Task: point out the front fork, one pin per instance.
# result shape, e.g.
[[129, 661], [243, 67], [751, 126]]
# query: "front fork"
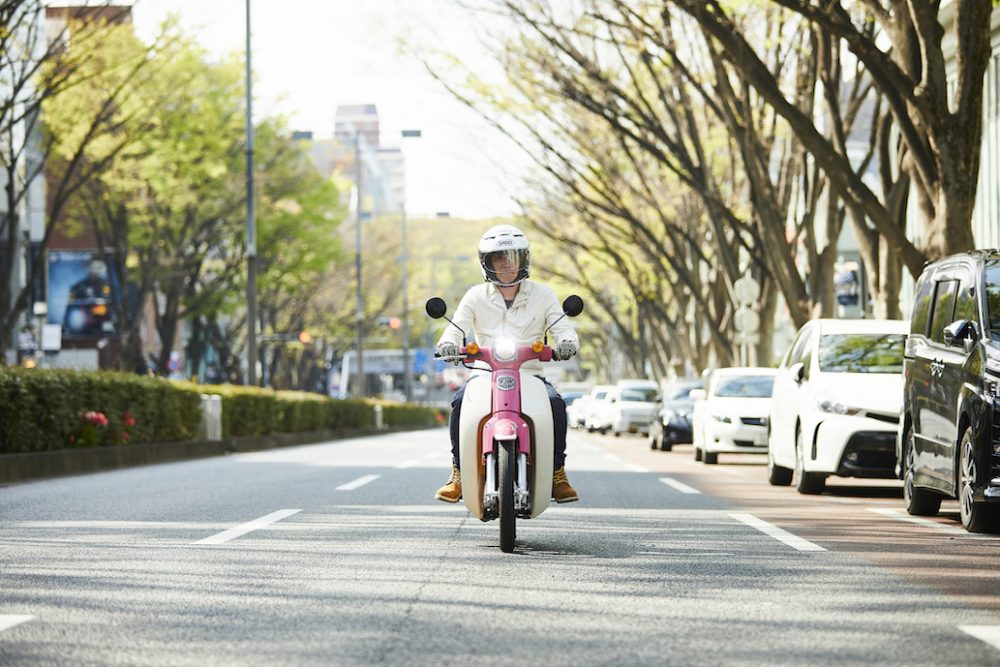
[[491, 494]]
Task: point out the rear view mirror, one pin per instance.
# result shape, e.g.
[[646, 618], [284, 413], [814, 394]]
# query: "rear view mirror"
[[960, 333], [436, 307], [573, 305], [798, 371]]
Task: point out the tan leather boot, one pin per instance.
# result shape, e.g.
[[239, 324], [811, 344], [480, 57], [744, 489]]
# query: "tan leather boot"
[[562, 492], [452, 491]]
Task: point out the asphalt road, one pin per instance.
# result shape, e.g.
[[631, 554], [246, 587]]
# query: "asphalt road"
[[337, 554]]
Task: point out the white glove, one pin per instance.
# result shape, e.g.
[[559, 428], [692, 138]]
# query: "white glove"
[[447, 350], [564, 350]]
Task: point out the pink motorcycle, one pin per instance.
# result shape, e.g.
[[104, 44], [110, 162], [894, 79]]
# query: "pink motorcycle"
[[505, 432]]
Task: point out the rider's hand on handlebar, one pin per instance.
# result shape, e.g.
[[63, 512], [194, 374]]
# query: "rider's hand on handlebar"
[[448, 352], [564, 350]]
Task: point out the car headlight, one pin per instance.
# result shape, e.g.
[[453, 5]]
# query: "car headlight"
[[835, 408], [505, 349]]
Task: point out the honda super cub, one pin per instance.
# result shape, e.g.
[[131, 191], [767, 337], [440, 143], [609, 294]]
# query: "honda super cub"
[[506, 432]]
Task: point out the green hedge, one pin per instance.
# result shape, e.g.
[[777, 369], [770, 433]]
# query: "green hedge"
[[43, 409]]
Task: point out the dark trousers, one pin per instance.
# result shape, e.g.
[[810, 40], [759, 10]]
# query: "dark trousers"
[[558, 423]]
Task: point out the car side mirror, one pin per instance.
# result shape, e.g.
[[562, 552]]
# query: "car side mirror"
[[960, 333], [798, 371]]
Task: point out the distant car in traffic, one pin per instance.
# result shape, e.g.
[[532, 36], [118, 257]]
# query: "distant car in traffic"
[[950, 432], [731, 415], [836, 403], [672, 423], [631, 406]]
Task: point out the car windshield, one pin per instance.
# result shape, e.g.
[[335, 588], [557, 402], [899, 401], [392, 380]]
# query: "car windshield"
[[684, 393], [745, 386], [644, 395], [861, 353], [992, 281]]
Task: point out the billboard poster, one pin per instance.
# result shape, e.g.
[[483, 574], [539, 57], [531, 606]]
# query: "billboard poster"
[[83, 293]]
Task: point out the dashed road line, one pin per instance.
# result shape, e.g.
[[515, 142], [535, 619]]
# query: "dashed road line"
[[244, 528], [359, 482], [679, 486], [986, 633], [779, 534], [899, 515], [9, 621]]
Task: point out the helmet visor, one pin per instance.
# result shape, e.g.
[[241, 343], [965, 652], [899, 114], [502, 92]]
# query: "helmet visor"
[[504, 261]]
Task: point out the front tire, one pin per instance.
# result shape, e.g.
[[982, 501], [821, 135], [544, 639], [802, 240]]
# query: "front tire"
[[807, 483], [506, 479], [777, 475], [977, 517], [918, 502]]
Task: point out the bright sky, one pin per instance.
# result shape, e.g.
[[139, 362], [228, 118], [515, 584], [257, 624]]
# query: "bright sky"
[[309, 56]]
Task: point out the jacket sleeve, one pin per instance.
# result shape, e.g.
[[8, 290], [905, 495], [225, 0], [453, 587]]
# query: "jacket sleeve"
[[464, 317], [563, 330]]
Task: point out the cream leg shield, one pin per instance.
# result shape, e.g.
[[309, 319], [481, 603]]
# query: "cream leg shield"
[[536, 407], [477, 406]]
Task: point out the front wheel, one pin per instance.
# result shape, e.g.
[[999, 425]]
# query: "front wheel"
[[506, 479], [977, 517]]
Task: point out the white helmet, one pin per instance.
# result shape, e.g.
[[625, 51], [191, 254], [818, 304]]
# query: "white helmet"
[[504, 241]]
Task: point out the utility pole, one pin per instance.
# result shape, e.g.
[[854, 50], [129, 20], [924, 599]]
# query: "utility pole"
[[251, 248], [359, 314]]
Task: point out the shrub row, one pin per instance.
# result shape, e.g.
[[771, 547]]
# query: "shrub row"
[[43, 410]]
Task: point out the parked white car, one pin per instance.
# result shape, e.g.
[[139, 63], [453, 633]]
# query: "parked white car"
[[593, 414], [731, 415], [837, 400], [631, 406]]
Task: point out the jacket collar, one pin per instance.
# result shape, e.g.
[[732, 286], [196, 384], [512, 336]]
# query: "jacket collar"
[[522, 293]]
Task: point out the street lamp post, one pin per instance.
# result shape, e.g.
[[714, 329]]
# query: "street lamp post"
[[359, 311], [251, 244], [405, 258]]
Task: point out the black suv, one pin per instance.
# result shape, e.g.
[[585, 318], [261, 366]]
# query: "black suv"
[[949, 443]]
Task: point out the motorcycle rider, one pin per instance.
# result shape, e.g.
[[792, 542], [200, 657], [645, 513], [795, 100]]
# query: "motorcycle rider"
[[510, 304]]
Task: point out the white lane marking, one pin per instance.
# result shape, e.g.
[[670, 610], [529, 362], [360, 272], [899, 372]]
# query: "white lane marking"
[[249, 526], [920, 521], [987, 633], [779, 534], [359, 482], [680, 486], [9, 621]]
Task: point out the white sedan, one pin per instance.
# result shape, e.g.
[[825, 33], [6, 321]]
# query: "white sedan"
[[731, 416], [836, 405]]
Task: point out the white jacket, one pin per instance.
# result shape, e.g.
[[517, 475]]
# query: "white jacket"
[[535, 307]]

● ● ● ● ●

• TASK BRIEF: Rewrite all of the rows above, changing every "result shape" to "output format" and keeping everything else the same. Leave the pictures out.

• THE COMPLETED TASK:
Task: point out the front fork, one pin per instance.
# output format, e.g.
[[129, 661], [243, 67], [751, 126]]
# query: "front fork"
[[491, 494]]
Task: point out the rear view mirror, one pin per instance.
# output format, e.g.
[[646, 618], [284, 413], [814, 394]]
# query: "rear view mirror"
[[960, 333], [436, 307], [573, 305], [798, 371]]
Task: point out the tan leather boot, one pin per instance.
# output format, e.g.
[[239, 324], [811, 344], [480, 57], [744, 489]]
# query: "tan leather boot"
[[562, 492], [452, 491]]
Task: point out the asphalt road, one pin per instance.
# output format, e.g.
[[631, 554], [246, 587]]
# query: "asphalt road"
[[337, 554]]
Task: point out the white glove, one pin per instance.
# output format, e.g.
[[559, 428], [692, 138]]
# query: "white glove"
[[447, 350], [564, 350]]
Task: point out the pink motorcycle, one pin per instance.
# output format, e.g.
[[104, 44], [110, 162], [894, 79]]
# query: "pink motorcycle"
[[505, 432]]
Task: point out the rider's hand on handlebar, one pin per instance.
# output format, e.g.
[[63, 512], [194, 374]]
# query: "rider's hand on handlebar"
[[448, 352], [564, 350]]
Task: point out the car headlight, one pin per instance.
# output format, e.g.
[[453, 5]]
# query: "car headlight"
[[835, 408], [505, 349]]
Task: point out the honda super cub, one pin per instance.
# output format, e.g.
[[131, 191], [767, 337], [440, 143], [609, 294]]
# query: "honda super cub"
[[506, 432]]
Task: point out the green hedge, one pin per instance.
# output format, e.g.
[[777, 369], [770, 433]]
# query: "green hedge"
[[43, 409]]
Task: point out the dark trousers, one pin per instance.
# output format, e.g.
[[810, 40], [759, 10]]
# query: "dark trousers"
[[558, 423]]
Task: point out the car side mirror, one pin per instance.
# output format, e.g.
[[562, 552]]
# query: "car side mirror"
[[960, 333], [798, 371]]
Task: point out the distant car in traffic, one pin per instance.
# output format, e.g.
[[532, 36], [118, 257]]
# query: "distant car in traffic"
[[950, 432], [731, 415], [836, 403], [672, 423], [631, 406]]
Task: point out the car windshield, one pin per instance.
# output format, e.g.
[[335, 588], [557, 402], [899, 401], [392, 380]]
# query: "car windshield"
[[684, 393], [745, 386], [644, 395], [861, 353], [992, 281]]
Task: point out the billboard poster, one pin per instance.
# output format, e.g.
[[483, 574], [539, 57], [531, 606]]
# query: "billboard poster"
[[83, 293]]
Task: point out the dashed road line, one pin per instance.
# output format, e.g.
[[515, 142], [535, 619]]
# query: "dashed road line"
[[244, 528], [359, 482], [679, 486], [986, 633], [779, 534], [899, 515], [9, 621]]
Task: point out the helmet visor, one pin per instance.
# output format, e.g.
[[241, 343], [965, 652], [899, 114], [502, 92]]
# query: "helmet visor"
[[504, 261]]
Task: point out the front tire, one pin per instance.
# output format, e.g.
[[982, 501], [821, 135], [544, 639], [802, 240]]
# query: "front tire"
[[807, 483], [506, 479], [777, 475], [977, 517], [918, 502]]
Task: point out the bright sky, one pin per instance.
# output format, e.g.
[[139, 362], [228, 118], [515, 584], [257, 624]]
# query: "bright sky"
[[309, 56]]
Task: point out the jacket sleeve, one pin per instance.
# output format, e.g.
[[8, 290], [905, 495], [225, 0], [453, 587]]
# query: "jacket sleeve"
[[464, 317], [563, 330]]
Task: point out the cream leg shield, one pin per instance.
# output format, e.g.
[[309, 319], [481, 603]]
# query: "cream leg shield"
[[536, 407], [477, 406]]
Task: point out the front wheel, one pin per instance.
# output format, e.g.
[[999, 425]]
# query: "front wheel"
[[506, 479], [977, 517]]
Task: point out the white helmet, one pin per instance.
# output format, e.g.
[[625, 51], [191, 254], [818, 304]]
# query: "white helmet"
[[504, 241]]
Task: point out the utility pole, one pin per instance.
# output format, e.g.
[[854, 50], [129, 20], [924, 599]]
# query: "utility pole"
[[251, 248], [359, 314]]
Task: point out the shrub row, one pin per instance.
# output format, e.g.
[[771, 547]]
# query: "shrub row"
[[43, 410]]
Task: point out the parked white car, one pin per instance.
# output format, e.g.
[[139, 63], [453, 633]]
# query: "parked white car"
[[593, 414], [731, 415], [837, 400], [631, 406]]
Task: point out the jacket collar, one pin per instance.
# output format, e.g.
[[732, 286], [196, 384], [512, 336]]
# query: "jacket collar"
[[522, 293]]
Task: point out the street lamp post, one pin per instance.
# output format, e.g.
[[714, 329]]
# query: "street lamp post"
[[359, 311], [251, 244], [405, 258]]
Task: point out the black suv, one pin per instance.
# output format, e.g.
[[585, 318], [261, 366]]
# query: "black suv"
[[949, 443]]
Task: point out the motorcycle rider, one pin per instance.
# output format, e.g.
[[792, 542], [200, 657], [645, 513], [795, 100]]
# query: "motorcycle rider"
[[510, 304]]
Task: point out the white lane marking, one pin per instance.
# output format, e.g.
[[670, 610], [529, 362], [360, 272], [899, 372]]
# query: "white lane marking"
[[249, 526], [920, 521], [987, 633], [779, 534], [359, 482], [680, 486], [9, 621]]
Task: point out the white sedan, one pin per instance.
# output format, e.g.
[[825, 33], [6, 321]]
# query: "white sedan"
[[731, 416], [836, 405]]
Task: point out the white jacket, one pin per instance.
# output format, e.g.
[[517, 475]]
# query: "white jacket"
[[535, 307]]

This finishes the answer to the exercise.